_The tasks:_
[a] Rewrite the diary entries from "Sam greeted the" up to and including "birthday present (!!)", replacing "trumpet" with "drum".
[b] Write the next part of the family diary, picking up after its last entry.

_Text block:_
Sam too, as pleased and fatherly as he was with Ruth. Before she was washed, he made her acquaintance and gave the little mite a welcome, and already tries to engage her in conversation when he comes in in the morning, and whistles lively tunes to her in the evenings.

 

Heard from home. All so pleased it is over, but very much deceived it is not a boy. Nell says, "This comes of placing too much significance on broadened backs:"

 

Such a nice letter from Katie this morning, who knows how thankful S. and I would be at receiving another little one from God, lent to be trained for, and to serve Him.

 

August 2nd.

 

Nell came, while Sam went to Coppington until Wednesday, when Nell is going to return, as Mother so poorly also poor old George, with neuralgia to distraction, but at last he is going to Dentist.

 

4th Bank Holiday

 

Sat up for an hour (not dressed) for first time. Little Margaret taken for her first walk down the garden. Poor little Ruth very much troubled with eye teeth.

 

July 18th, 1896 Birthday.

 

Sam box of silk handkerchiefs, pair of gloves, and bottle of scent, all ready with his best wishes first thing in the morning.

 

Mother, brooch. Nell, cuff links. Gertrude, bellows. Jessie, doyley. Dadie, antimacassar.

 

Sam very poorly, much to my disappointment, as I had been wishing him to keep better for three weeks.

 

July 22nd 1896

 

Little Margaret's first birthday (so fat and bonny).

Sam greeted the tiny mite as Alice brought her upstairs, but happiness overcast by he being so unwell. Margaret able to say 'Daddie and Mamma' when in trouble, and walk from chair to chair.

 

Ruth, very motherly to the mite with her birthday congratulations, gave her sister a trumpet as a birthday present (!!)

 

We moved to Wylde Green in June (1896) with Mary and Alice. Ruth seven weeks at Mother's during this time. Sam so interested in getting the place straight and everything nice, but we have been here now over two months and his health has got from bad to worse. That has been my constant anxiety.

 

Today taken two mites for their photos, and up to see Emmie. Got back home at 7.15, very tired, to find Sam much brighter after a first visit to Gibbs Blake, who thinks he can cure him in three weeks. I do hope so, but rather afraid.

 

Wednesday 19th August, 1896

 

Ruth so interested in Daddie being rather better, and little Margaret already putting her face against you, loving you and holding her little mouth up to be kissed.

_Material:_
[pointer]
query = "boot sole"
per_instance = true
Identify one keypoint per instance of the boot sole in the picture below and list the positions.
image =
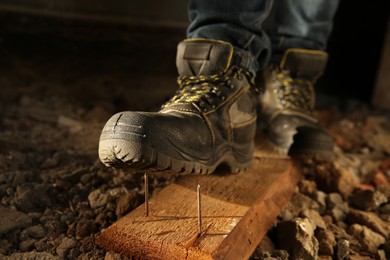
(121, 153)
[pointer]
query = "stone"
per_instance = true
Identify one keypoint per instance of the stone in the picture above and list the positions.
(343, 249)
(280, 254)
(370, 220)
(42, 245)
(369, 240)
(32, 197)
(63, 248)
(36, 231)
(12, 219)
(266, 244)
(85, 227)
(314, 217)
(307, 187)
(326, 241)
(27, 245)
(367, 199)
(70, 123)
(337, 207)
(334, 178)
(98, 199)
(297, 238)
(298, 203)
(320, 198)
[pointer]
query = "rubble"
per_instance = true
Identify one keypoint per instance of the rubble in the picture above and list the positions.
(296, 236)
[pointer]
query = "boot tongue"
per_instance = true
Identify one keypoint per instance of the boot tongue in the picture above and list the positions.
(197, 57)
(307, 64)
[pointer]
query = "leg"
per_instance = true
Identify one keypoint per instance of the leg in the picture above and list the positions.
(299, 31)
(236, 22)
(304, 24)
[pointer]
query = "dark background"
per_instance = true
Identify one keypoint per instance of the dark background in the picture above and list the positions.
(141, 38)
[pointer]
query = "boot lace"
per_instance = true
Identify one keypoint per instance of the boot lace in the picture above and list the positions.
(206, 92)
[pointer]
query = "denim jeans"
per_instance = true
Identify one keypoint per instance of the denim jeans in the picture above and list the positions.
(261, 30)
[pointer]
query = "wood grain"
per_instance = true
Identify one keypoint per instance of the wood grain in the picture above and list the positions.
(237, 209)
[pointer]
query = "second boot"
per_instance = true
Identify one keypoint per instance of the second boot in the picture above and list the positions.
(287, 104)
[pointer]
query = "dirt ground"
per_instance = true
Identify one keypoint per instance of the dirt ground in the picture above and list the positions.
(61, 81)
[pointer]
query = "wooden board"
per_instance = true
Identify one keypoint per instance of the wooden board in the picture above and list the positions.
(237, 210)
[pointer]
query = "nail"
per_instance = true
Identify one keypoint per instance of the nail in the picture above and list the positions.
(146, 188)
(199, 211)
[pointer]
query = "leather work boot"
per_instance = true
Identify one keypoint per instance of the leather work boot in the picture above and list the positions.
(287, 104)
(210, 121)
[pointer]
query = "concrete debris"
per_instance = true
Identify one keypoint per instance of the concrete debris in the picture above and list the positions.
(297, 238)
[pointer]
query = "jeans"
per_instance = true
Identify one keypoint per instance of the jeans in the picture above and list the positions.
(261, 30)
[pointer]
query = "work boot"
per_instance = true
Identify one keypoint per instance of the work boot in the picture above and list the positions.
(287, 104)
(211, 120)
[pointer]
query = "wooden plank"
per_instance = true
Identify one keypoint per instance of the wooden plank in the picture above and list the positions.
(381, 95)
(237, 210)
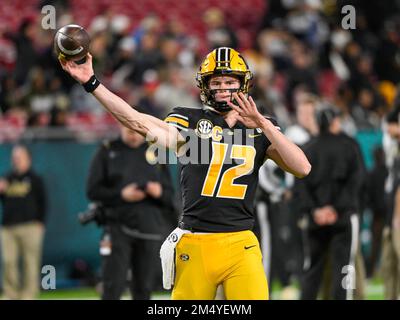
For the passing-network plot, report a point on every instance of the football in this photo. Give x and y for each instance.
(71, 42)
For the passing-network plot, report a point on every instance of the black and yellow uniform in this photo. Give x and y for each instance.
(218, 190)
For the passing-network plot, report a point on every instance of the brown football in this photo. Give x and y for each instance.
(71, 42)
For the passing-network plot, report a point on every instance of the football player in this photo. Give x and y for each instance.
(216, 245)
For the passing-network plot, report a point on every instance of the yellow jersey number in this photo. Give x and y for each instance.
(227, 187)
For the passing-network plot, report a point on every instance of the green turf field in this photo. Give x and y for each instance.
(374, 291)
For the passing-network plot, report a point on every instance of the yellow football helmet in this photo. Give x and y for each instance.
(222, 61)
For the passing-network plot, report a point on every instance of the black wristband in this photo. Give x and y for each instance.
(92, 84)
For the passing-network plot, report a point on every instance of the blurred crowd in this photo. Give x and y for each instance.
(299, 46)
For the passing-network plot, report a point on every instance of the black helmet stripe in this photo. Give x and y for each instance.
(223, 57)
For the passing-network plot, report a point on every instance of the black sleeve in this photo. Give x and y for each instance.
(98, 188)
(304, 188)
(167, 189)
(41, 199)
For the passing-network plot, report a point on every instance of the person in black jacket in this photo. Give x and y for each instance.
(135, 196)
(23, 199)
(329, 198)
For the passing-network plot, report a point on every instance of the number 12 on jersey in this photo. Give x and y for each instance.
(227, 187)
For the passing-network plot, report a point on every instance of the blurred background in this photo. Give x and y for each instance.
(147, 52)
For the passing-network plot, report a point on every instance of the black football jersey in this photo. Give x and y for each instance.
(219, 171)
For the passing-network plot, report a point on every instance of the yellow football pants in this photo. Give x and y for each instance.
(203, 261)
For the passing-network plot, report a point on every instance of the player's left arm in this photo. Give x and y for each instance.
(285, 153)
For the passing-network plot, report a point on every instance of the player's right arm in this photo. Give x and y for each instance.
(154, 129)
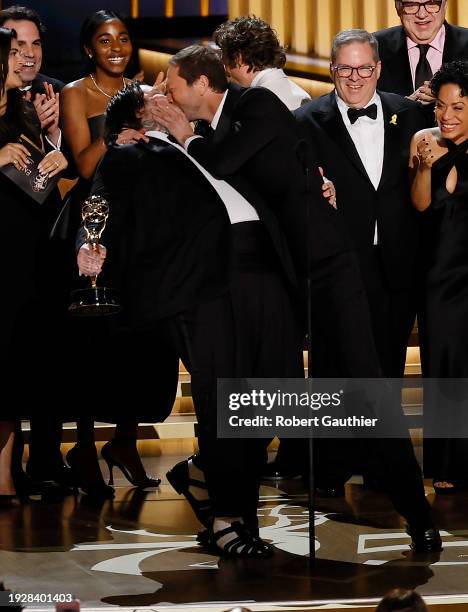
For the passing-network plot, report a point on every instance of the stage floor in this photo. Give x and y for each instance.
(140, 550)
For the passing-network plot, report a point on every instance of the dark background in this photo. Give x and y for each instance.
(63, 19)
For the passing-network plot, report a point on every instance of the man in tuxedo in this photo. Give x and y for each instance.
(208, 266)
(45, 463)
(412, 52)
(41, 90)
(254, 57)
(254, 139)
(363, 137)
(30, 31)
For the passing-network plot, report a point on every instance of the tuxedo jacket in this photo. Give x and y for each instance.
(168, 234)
(396, 72)
(359, 203)
(257, 146)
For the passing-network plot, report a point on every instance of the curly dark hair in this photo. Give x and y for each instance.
(453, 73)
(198, 60)
(19, 116)
(251, 40)
(20, 13)
(122, 111)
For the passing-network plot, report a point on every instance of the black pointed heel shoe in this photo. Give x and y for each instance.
(424, 540)
(87, 474)
(179, 478)
(241, 544)
(127, 459)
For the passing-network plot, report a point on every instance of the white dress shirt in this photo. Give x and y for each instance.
(238, 209)
(287, 91)
(368, 136)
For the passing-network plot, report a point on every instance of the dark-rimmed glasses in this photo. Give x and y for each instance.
(344, 72)
(412, 8)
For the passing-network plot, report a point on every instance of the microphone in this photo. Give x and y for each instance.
(302, 155)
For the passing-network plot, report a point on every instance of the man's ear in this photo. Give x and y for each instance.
(203, 84)
(378, 69)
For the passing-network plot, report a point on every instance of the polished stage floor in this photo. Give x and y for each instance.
(140, 549)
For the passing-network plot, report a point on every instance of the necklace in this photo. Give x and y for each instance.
(101, 90)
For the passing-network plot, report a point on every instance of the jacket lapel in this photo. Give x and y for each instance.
(398, 64)
(225, 121)
(391, 138)
(332, 122)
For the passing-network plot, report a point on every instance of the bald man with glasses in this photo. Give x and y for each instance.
(412, 52)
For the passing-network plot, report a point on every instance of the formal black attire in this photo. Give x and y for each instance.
(215, 290)
(34, 307)
(445, 404)
(393, 49)
(45, 459)
(390, 268)
(388, 271)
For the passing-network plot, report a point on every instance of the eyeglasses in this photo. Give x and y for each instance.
(412, 8)
(344, 72)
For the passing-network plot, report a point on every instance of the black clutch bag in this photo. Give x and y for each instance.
(38, 186)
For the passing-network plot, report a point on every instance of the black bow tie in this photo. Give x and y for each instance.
(355, 113)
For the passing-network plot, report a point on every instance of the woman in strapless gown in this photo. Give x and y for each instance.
(440, 189)
(103, 393)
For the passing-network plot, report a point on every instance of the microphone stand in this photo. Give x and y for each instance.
(303, 158)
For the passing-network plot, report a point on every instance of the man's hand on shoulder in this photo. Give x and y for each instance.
(172, 118)
(423, 94)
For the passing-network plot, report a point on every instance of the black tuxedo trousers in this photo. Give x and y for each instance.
(249, 331)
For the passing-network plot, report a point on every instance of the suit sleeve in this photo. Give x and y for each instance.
(113, 181)
(252, 128)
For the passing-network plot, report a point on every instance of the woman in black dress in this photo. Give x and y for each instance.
(440, 189)
(106, 43)
(29, 300)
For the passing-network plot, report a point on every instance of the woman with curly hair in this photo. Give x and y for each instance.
(440, 189)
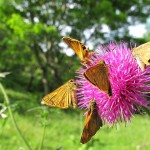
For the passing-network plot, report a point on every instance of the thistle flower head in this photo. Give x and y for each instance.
(128, 84)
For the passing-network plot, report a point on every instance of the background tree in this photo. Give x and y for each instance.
(31, 32)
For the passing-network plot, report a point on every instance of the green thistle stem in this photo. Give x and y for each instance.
(42, 140)
(12, 117)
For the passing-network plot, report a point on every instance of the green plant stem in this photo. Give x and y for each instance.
(12, 117)
(42, 140)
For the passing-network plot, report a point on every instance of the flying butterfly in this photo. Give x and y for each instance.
(142, 55)
(98, 76)
(79, 48)
(92, 123)
(62, 97)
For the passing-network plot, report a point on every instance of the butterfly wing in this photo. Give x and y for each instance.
(62, 97)
(80, 49)
(98, 76)
(92, 123)
(142, 55)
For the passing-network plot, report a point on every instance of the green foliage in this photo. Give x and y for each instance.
(30, 33)
(63, 131)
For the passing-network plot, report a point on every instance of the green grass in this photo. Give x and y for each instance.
(64, 128)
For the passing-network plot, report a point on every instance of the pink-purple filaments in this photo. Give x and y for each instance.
(128, 83)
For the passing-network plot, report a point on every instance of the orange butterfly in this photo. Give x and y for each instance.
(92, 123)
(142, 55)
(62, 97)
(98, 76)
(80, 49)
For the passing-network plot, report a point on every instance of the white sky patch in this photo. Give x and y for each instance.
(137, 31)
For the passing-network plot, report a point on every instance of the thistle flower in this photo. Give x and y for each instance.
(128, 83)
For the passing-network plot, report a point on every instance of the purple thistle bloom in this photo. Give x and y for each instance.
(128, 83)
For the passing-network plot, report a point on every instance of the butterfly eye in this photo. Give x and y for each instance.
(71, 80)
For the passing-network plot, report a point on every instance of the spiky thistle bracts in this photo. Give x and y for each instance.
(128, 83)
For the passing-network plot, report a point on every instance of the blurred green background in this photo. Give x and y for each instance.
(31, 49)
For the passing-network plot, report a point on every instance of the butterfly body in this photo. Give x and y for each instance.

_Answers for this exercise:_
[a]
Sam greeted the tiny mite as Alice brought her upstairs, but happiness overcast by he being so unwell. Margaret able to say 'Daddie and Mamma' when in trouble, and walk from chair to chair.

 

Ruth, very motherly to the mite with her birthday congratulations, gave her sister a drum as a birthday present (!!)

[b]
Margaret just walking when she was 13 months: Last Sunday, she seemed to thoroughly become aware she could do it, and ran about so much until she fell and caught her forehead against the tree-pot stand in the window, giving it such a blow.

 

On Monday, she again fell in the nursery, catching the very same place on the forehead against the corner of the box and, in spite of a brown paper plaster, there is quite a lump and it has turned blue. Today, on the lawn, she has been calling unmistakably for 'Mam-ma, Mam-ma', more so than ever before.

 

JUBILEE, June, 1897

 

Alice just left, and little Minnie come as Nurse. Sam and I have been down to Brighton for a week, to attend to the two executorships.

 

On our return, called at London, went over London Bridge, along Cheapside and through St. Paul's Cathedral to see some of the Jubilee preparations. Much struck by the exquisite statues etc. in the latter.

 

Thinking of going to Mother's tomorrow, (19th) to spend Jubilee Week.

 

August, 1897

 

Went to Llandudno with Nell and Ruth about middle of August, and stayed for three weeks first a week at Lockyers', and for the rest of the time with Miss Jones, Sea View Villa. A very nice comfortable little holiday, which we all so much enjoyed.

 

Mansells there nearly the whole of the time. Sam only able to come for one weekend.

 

Have now returned home. Dear little Margaret waving her hand in the window, looking so well and bonny, but rather passionate and screaming as if she has been having her way a little too much. So good and lively between.

 

Parted with Nell at New Street, remarkably better for the change. She and I were weighed just before leaving Llandudno She, nearly 10 st. and I only just over 8.

 

August. 24th, 1898

 

Went to Cromer, Nell, Jessie, Ruth and I, leaving little Margaret at home in charge of Mary and Nurse (?) Tillings. Stayed at Mrs. Clarke's, Shelley House, Cadogan Road, 2 gns. a week.

 

Laid up with a bilious attack for a week, gastric catarrh, when I had to have Doctor, and Nell turned Nurse. Dr. Manley, who rather appreciated the Nurse, told me I ought to be calm and comfortable, more like her. George visited us for one weekend, also Sam. Left Cromer at the end of three weeks, Sam found us at Rugby, and we returned home together.

 

April 26th, 1899.

 

George and Jessie married at St. Martin's. Everything went off very happily All of us spent an hour with the Bride and 'Groom in New Street Station, from whence we gave them a lively farewell as they started for London.

 

July 5th, l899

 

Mother has been staying with us during May and June, while their belongings are stored at George's, waiting for choice of a house. Nell too came for a time, then went to Bournemouth for three weeks. She has now returned and they have both gone on a visit to George's, and to look about Leamington for a house.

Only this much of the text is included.